= Data for processing =
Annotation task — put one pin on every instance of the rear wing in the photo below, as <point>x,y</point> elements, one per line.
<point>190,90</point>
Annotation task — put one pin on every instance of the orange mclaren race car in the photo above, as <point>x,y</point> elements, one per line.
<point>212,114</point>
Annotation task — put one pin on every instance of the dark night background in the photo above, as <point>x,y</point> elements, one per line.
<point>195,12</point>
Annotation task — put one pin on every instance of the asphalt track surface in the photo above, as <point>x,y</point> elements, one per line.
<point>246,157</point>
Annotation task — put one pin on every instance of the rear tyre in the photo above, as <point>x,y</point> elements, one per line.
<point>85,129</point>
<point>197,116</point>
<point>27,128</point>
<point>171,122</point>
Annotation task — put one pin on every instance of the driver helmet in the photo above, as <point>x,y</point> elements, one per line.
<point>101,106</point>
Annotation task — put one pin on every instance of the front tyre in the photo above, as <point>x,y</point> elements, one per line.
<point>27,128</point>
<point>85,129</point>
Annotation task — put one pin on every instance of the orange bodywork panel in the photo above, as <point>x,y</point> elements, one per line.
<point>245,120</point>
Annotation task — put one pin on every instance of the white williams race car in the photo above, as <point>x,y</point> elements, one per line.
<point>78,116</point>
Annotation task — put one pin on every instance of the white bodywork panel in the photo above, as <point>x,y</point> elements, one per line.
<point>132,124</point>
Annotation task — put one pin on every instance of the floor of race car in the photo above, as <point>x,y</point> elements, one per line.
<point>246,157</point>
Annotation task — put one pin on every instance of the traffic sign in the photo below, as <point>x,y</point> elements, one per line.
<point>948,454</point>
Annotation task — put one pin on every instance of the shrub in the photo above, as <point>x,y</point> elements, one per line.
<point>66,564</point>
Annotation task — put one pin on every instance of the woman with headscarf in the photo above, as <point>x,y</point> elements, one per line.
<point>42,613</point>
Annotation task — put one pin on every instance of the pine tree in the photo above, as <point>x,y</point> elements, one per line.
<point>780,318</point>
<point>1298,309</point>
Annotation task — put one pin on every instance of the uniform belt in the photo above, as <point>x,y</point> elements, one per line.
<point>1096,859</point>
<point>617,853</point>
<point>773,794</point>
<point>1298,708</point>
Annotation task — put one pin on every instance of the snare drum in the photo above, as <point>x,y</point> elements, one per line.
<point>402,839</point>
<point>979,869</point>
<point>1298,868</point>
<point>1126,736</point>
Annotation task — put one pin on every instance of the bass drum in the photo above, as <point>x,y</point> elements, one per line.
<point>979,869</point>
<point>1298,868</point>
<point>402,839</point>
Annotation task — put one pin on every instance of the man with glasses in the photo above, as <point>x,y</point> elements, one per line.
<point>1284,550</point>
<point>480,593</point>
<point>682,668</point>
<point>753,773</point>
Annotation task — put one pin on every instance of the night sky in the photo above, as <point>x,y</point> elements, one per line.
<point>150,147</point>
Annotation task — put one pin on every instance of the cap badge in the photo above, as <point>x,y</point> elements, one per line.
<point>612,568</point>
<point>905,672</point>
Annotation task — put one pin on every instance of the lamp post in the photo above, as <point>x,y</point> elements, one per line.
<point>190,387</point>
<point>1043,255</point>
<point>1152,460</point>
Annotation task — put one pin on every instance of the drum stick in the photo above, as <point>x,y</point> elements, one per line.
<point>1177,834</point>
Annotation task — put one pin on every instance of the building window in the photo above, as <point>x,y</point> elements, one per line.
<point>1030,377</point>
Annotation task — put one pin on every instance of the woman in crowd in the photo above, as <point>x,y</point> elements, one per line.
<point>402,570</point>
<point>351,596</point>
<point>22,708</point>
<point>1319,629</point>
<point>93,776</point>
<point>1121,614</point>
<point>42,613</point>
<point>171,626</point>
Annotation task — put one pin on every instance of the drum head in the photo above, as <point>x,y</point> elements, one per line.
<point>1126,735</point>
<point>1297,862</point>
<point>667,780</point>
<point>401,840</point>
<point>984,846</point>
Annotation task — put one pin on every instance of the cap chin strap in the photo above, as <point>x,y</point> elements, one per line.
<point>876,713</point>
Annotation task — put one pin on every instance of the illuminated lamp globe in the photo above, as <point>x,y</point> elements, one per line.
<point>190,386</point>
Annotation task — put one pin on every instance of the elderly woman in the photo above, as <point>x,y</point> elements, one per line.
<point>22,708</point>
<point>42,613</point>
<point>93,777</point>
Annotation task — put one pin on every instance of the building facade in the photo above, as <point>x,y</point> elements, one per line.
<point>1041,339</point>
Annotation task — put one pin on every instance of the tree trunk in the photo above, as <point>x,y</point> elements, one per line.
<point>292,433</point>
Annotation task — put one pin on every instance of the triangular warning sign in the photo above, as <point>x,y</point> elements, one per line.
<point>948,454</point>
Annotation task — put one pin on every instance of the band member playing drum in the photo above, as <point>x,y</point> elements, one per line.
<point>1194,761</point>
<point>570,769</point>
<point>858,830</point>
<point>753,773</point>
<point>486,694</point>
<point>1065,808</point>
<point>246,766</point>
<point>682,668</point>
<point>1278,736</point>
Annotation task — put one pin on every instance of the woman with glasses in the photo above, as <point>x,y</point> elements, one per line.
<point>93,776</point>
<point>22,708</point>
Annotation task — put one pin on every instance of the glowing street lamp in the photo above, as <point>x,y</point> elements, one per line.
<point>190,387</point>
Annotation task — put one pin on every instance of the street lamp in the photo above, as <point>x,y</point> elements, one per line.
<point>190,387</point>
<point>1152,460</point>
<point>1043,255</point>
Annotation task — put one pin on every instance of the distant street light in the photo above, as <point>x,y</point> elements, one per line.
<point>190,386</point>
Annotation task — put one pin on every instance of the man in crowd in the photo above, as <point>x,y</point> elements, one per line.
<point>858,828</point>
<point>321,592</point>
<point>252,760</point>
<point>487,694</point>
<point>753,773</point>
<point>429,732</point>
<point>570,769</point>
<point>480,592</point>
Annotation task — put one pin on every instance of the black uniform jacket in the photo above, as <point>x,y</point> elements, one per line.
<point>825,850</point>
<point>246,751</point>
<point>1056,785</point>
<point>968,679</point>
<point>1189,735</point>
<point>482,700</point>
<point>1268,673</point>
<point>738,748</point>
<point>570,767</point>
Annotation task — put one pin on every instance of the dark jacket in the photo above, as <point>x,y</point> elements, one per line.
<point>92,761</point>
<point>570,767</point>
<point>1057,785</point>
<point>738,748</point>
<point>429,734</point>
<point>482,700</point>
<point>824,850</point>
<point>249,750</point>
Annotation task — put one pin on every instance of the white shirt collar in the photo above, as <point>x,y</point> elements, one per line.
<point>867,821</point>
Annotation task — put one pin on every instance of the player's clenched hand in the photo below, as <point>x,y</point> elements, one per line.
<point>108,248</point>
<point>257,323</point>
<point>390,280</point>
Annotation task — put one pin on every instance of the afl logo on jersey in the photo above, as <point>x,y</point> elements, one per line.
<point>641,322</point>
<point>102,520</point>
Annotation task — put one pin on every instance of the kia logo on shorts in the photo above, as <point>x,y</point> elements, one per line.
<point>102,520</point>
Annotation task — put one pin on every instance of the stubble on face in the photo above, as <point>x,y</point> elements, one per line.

= The problem =
Rewrite all the records above, replacing every occurrence of "put one pin on" with "place one point on" and leaving everything else unchanged.

= Complete response =
Annotation task — place one point on every instance of the rear wing in the photo below, as <point>x,y</point> elements, one per line.
<point>190,90</point>
Annotation task — place one point on every instance of the orange mclaren race car in the photo above, as <point>x,y</point> elements, one per line.
<point>212,114</point>
Annotation task — place one point on every instance of the dark night background in the photo above, as <point>x,y</point> elements, one per line.
<point>195,12</point>
Annotation task — place one point on every instance of the asphalt track surface in the photo above, as <point>x,y</point> elements, one per line.
<point>246,157</point>
Annotation task — place one point on every instance of the rear tyre in the photo above, as <point>x,y</point> elements, one per line.
<point>85,129</point>
<point>197,116</point>
<point>27,128</point>
<point>171,122</point>
Annotation task — place one point on every instance of the driver helmet in the photo above, as <point>x,y</point> elements, one per line.
<point>101,106</point>
Annotation task — place one point on every instance of the front tyre in the photo above, as <point>x,y</point> elements, one per line.
<point>27,128</point>
<point>85,129</point>
Annotation task — place one point on every instance of the orange bodywork panel in the photo above, as <point>x,y</point> elements, one per line.
<point>245,120</point>
Annotation task — place one point on every instance of the white williams race car in the photo above, as <point>x,y</point> elements, one per line.
<point>78,116</point>
Annotation task — place one point on every instance of the white bodywork panel in the photo above, as <point>x,y</point> elements, one per line.
<point>132,124</point>
Annotation task — place one point on every instance of the floor of race car in the photo above, as <point>x,y</point> elements, one per line.
<point>246,157</point>
Annotation task — place one point on every instance of the traffic sign in the photo below, as <point>x,y</point> elements, one per line.
<point>948,454</point>
Annotation task — place one point on every instance of the shrub in the photo above, as <point>x,y</point> elements, one per line.
<point>66,564</point>
Annotation task — place one point on every instance of the woman with headscarf in the photo above, as <point>x,y</point> elements, one per line.
<point>42,613</point>
Annotation task — place one point on every instance of the pine tree in the photo above, as <point>x,y</point> elements, one per line.
<point>780,318</point>
<point>1298,309</point>
Annotation task — place one point on every instance of the uniform belt in the photo above, as <point>x,y</point> elements, one per line.
<point>1096,859</point>
<point>617,853</point>
<point>773,794</point>
<point>1298,708</point>
Annotation task — place one point on every instance of the snare drum in the photo above, as <point>x,y</point> elements, one per line.
<point>402,839</point>
<point>979,869</point>
<point>1298,868</point>
<point>1126,736</point>
Annotation task — place one point on every instance of the bass drum in the photo above, as <point>x,y</point> elements, one per line.
<point>979,869</point>
<point>1298,868</point>
<point>402,839</point>
Annotation task — place one point on every instance of the man with glasses in the photo above, as <point>x,y</point> elements, one per line.
<point>1284,550</point>
<point>480,593</point>
<point>682,668</point>
<point>753,773</point>
Annotation task — place one point on every instance of the night sky in the photo above, as <point>x,y</point> elements, one per line.
<point>150,147</point>
Annotation task — place one point on every instance of the cap badge in the photo above, as <point>x,y</point> elements, one per line.
<point>612,568</point>
<point>905,672</point>
Annotation task — place one point on every instance of the lamp post in the photo above, as <point>x,y</point> elements, one per line.
<point>190,387</point>
<point>1043,255</point>
<point>1152,460</point>
Annotation task — place one point on every instance of the drum stick in the photo above, as <point>x,y</point> elements, one per line.
<point>1177,834</point>
Annotation task — place one point on every instance of the building window in the photo above, as <point>x,y</point> elements, one per line.
<point>1030,377</point>
Annotation task — place one point on every instance of the woman in crowd in the photo above, as <point>x,y</point> elements, one per line.
<point>402,570</point>
<point>351,596</point>
<point>22,708</point>
<point>1319,629</point>
<point>93,776</point>
<point>1121,614</point>
<point>42,613</point>
<point>171,626</point>
Annotation task — place one point on every instance of the drum head in the photo above, as <point>x,y</point> elements, one per line.
<point>1126,735</point>
<point>1297,862</point>
<point>667,780</point>
<point>401,840</point>
<point>984,846</point>
Annotation task — place one point on every instance of the cap chin strap in the photo above, as <point>x,y</point> elements, one per line.
<point>876,713</point>
Annotation task — place one point on every instance of the illuminated lamp globe in the photo above, as <point>x,y</point> elements, one per line.
<point>190,386</point>
Annotation task — place one point on every instance of the elderly woman in the photo above, as <point>x,y</point> elements, one per line.
<point>22,708</point>
<point>42,613</point>
<point>93,777</point>
Annotation task — place one point on every instance of the building facade in the photo above, as <point>x,y</point> elements, one per line.
<point>1041,339</point>
Annotation task — place one point on every instance of the tree trunk in the photo above, as <point>x,y</point> elements, one per line.
<point>292,433</point>
Annotation task — place one point on every instance of the triangular warning sign in the photo above, as <point>x,y</point> elements, one per line.
<point>948,454</point>
Annotation task — place one point on every instance of the band member playing drum in the photo above, as <point>x,y</point> elements, one per line.
<point>1194,761</point>
<point>570,769</point>
<point>858,830</point>
<point>753,773</point>
<point>486,694</point>
<point>1065,808</point>
<point>246,766</point>
<point>682,668</point>
<point>1278,736</point>
Annotation task — place one point on every instance of the woman with glasses in the photo above, as <point>x,y</point> elements, one per line.
<point>93,776</point>
<point>22,708</point>
Annotation task — place one point on every instance of the glowing street lamp in the photo above, as <point>x,y</point> elements, one per line.
<point>190,387</point>
Annotation task — place one point on every instance of the street lamp in the photo above, as <point>x,y</point> elements, one per line.
<point>190,387</point>
<point>1152,460</point>
<point>1043,255</point>
Annotation task — place one point on every instance of the distant street light in the photo above, as <point>x,y</point> elements, one per line.
<point>190,386</point>
Annotation task — place one point on every instance of the man in crowd in the photo above, as <point>x,y</point> elements, one per line.
<point>858,828</point>
<point>321,592</point>
<point>252,760</point>
<point>487,694</point>
<point>753,773</point>
<point>429,732</point>
<point>570,769</point>
<point>480,592</point>
Annotation task — place one point on every instance of the black uniform jacket in the photo above, as <point>x,y</point> elements, one per line.
<point>825,850</point>
<point>246,751</point>
<point>1056,785</point>
<point>968,679</point>
<point>1189,735</point>
<point>482,700</point>
<point>1268,673</point>
<point>738,748</point>
<point>570,767</point>
Annotation task — place one point on every instance of the dark jacket in the photo above, as <point>x,y</point> elements, one per line.
<point>92,761</point>
<point>570,767</point>
<point>1057,785</point>
<point>738,748</point>
<point>429,734</point>
<point>482,700</point>
<point>824,850</point>
<point>249,750</point>
Annotation task — place one point on every instance of the white shirt collar in the photo above, as <point>x,y</point> elements, one per line.
<point>867,821</point>
Annotation task — place one point on every instance of the player's clenched hand in the photo below, as <point>x,y</point> elements, one per line.
<point>108,248</point>
<point>257,323</point>
<point>390,280</point>
Annotation task — place one point on every instance of the afl logo on jersey in the photo above, as <point>x,y</point> elements, one per line.
<point>641,322</point>
<point>102,520</point>
Annotation task — place one point on every instance of the kia logo on shorts in the photo above, as <point>x,y</point> elements, one per line.
<point>102,520</point>
Annotation task — place one point on every instance of the stubble on face in the photo above, as <point>x,y</point> elements, one per line.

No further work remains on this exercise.